Given information:
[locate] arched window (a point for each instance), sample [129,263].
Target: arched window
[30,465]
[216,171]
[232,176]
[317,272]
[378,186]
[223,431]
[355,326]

Given problem:
Retype every line of the records above without changing anything.

Problem solution:
[locate] arched window (a point for each instance), sample [129,263].
Target: arched window
[30,465]
[216,171]
[232,176]
[317,272]
[378,186]
[223,431]
[355,326]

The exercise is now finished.